» Task details: Going through the entries below, copy out each line that contains "magenta".

==== Data records

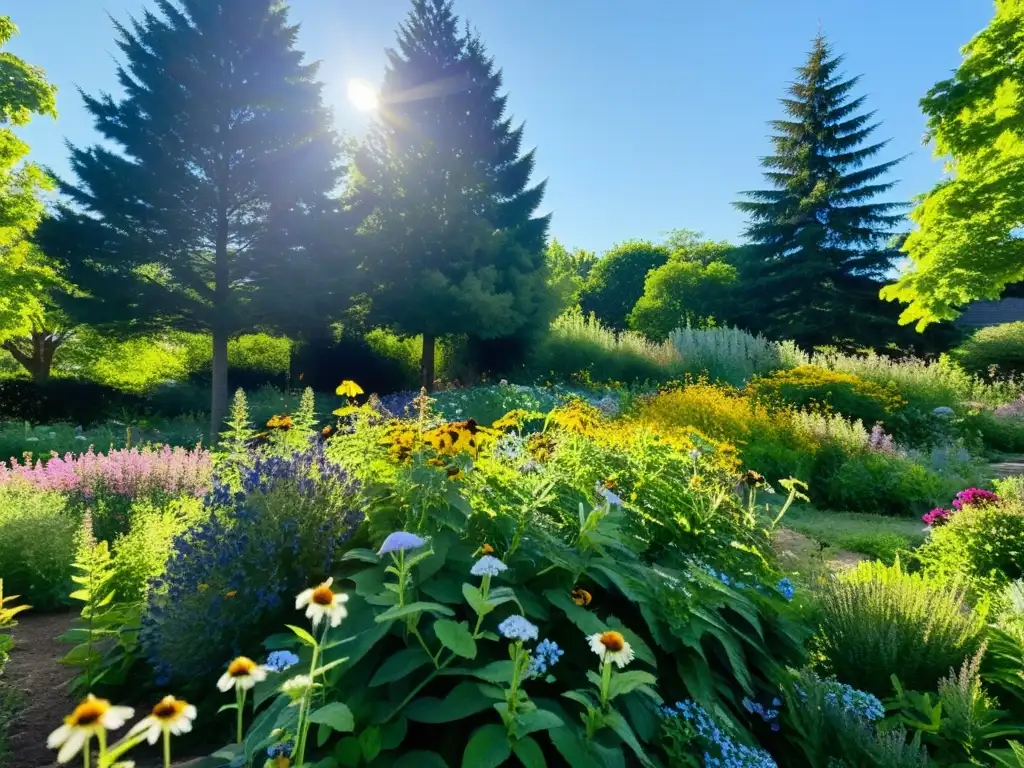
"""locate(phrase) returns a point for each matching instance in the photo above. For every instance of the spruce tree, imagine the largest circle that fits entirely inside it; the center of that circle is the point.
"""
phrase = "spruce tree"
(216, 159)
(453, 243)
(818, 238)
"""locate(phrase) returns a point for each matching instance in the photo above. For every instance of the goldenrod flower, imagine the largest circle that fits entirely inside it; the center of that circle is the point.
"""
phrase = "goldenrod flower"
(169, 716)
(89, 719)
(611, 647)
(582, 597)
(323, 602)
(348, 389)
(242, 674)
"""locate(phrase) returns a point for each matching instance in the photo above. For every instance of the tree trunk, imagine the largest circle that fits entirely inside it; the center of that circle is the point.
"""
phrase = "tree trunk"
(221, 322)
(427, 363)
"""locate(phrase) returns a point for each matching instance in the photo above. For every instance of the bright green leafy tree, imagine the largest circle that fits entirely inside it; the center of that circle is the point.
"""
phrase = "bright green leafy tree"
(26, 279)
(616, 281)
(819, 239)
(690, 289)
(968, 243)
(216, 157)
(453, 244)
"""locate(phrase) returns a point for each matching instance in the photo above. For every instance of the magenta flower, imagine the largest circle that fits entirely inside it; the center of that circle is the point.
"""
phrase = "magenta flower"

========
==== Data records

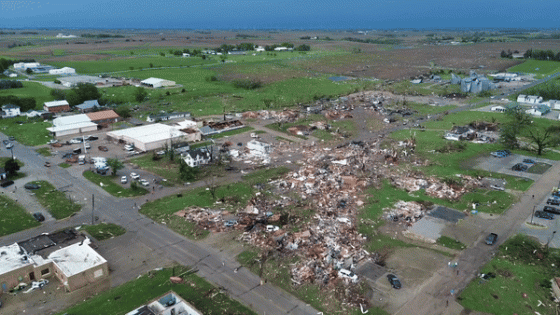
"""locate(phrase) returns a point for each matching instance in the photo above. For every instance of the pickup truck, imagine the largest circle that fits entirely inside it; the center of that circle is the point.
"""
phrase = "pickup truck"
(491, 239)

========

» Exercise solution:
"""locate(phrase) returns a point for each matching instance in the photo above. For every instance of the magenta flower, imagine the largest circle that fits entirely inside it; the center of that circle is the point.
phrase = "magenta flower"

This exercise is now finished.